[REQUIRED WORK]: Transcribe the full conference programme text word for word, keeping every line as it appears.

[DOCUMENT EXTRACT]:
========
Programme

All talks will be held in lecture hall H6 at the western end of the main hall.
The time for a talk is 20 minutes plus 5 min discussion.

Bioinformatics applications

Wednesday, 2007-09-05 - from 10:30 to 12:15

  • Characterization of Genetic Signal Sequences with Batch-Learning SOM
    Presenting Author: Takashi Abe
    Authors: Takashi Abe, Shun Ikeda, Shigehiko Kanaya, Kennosuke Wada, and Toshimichi Ikemura
    Abstract:
    An unsupervised clustering algorithm Kohonen's SOM is an effective tool for clustering and visualizing high-dimensional complex data on a single map. We previously modified the conventional SOM for genome informatics, making the learning process and resulting map independent of the order of data input on the basis of Batch Learning SOM (BL-SOM). We generated BL-SOMs for tetra- and pentanucleotide frequencies in 300,000 10-kb sequences from 13 eukaryotes for which almost complete genomic sequences are available. BL-SOM recognized species-specific characteristics of oligonucleotide frequencies in most 10-kb sequences, permitting species-specific classification of sequences without any information regarding the species. We next constructed BL-SOMs with tetra- and pentanucleotide frequencies in 37,086 full-length mouse cDNA sequences. With BL-SOM we also analyzed occurrence patterns of the oligonucleotides that are thought to be involved in transcriptional regulation on the human genome.
========
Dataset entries
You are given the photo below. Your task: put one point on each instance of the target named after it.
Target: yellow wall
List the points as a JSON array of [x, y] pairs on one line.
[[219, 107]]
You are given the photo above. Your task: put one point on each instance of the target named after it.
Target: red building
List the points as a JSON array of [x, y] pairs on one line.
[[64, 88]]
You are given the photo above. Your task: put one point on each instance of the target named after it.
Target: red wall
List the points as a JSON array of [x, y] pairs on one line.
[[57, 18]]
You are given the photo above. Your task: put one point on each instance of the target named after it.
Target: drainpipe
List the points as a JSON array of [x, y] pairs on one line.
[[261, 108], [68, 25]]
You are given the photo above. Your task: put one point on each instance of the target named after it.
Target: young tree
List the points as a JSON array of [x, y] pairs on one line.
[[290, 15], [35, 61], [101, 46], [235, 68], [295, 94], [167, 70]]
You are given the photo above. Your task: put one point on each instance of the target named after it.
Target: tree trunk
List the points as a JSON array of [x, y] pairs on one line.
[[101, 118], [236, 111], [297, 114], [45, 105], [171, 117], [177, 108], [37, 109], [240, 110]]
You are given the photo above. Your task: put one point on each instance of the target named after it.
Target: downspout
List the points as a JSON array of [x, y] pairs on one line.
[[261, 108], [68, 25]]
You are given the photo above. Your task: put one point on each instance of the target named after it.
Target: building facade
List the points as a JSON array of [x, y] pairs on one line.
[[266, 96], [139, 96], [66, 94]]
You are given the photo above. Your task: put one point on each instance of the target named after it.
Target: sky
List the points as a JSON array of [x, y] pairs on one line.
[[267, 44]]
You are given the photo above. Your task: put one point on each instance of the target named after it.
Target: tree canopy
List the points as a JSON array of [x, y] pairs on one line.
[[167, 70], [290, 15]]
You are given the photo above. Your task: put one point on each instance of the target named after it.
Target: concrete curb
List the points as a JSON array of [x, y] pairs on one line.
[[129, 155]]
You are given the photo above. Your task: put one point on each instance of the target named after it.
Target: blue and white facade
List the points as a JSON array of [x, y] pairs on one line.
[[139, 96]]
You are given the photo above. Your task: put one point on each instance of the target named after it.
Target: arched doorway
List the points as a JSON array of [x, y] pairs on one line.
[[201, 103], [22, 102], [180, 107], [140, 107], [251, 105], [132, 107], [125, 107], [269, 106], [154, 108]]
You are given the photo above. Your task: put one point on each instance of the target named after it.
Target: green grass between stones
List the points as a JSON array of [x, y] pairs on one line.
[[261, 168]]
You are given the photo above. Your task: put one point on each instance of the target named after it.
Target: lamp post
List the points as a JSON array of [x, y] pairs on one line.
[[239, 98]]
========
[RESULT FOR THIS EXERCISE]:
Programme

All talks will be held in lecture hall H6 at the western end of the main hall.
The time for a talk is 20 minutes plus 5 min discussion.

Bioinformatics applications

Wednesday, 2007-09-05 - from 10:30 to 12:15

  • Characterization of Genetic Signal Sequences with Batch-Learning SOM
    Presenting Author: Takashi Abe
    Authors: Takashi Abe, Shun Ikeda, Shigehiko Kanaya, Kennosuke Wada, and Toshimichi Ikemura
    Abstract:
    An unsupervised clustering algorithm Kohonen's SOM is an effective tool for clustering and visualizing high-dimensional complex data on a single map. We previously modified the conventional SOM for genome informatics, making the learning process and resulting map independent of the order of data input on the basis of Batch Learning SOM (BL-SOM). We generated BL-SOMs for tetra- and pentanucleotide frequencies in 300,000 10-kb sequences from 13 eukaryotes for which almost complete genomic sequences are available. BL-SOM recognized species-specific characteristics of oligonucleotide frequencies in most 10-kb sequences, permitting species-specific classification of sequences without any information regarding the species. We next constructed BL-SOMs with tetra- and pentanucleotide frequencies in 37,086 full-length mouse cDNA sequences. With BL-SOM we also analyzed occurrence patterns of the oligonucleotides that are thought to be involved in transcriptional regulation on the human genome.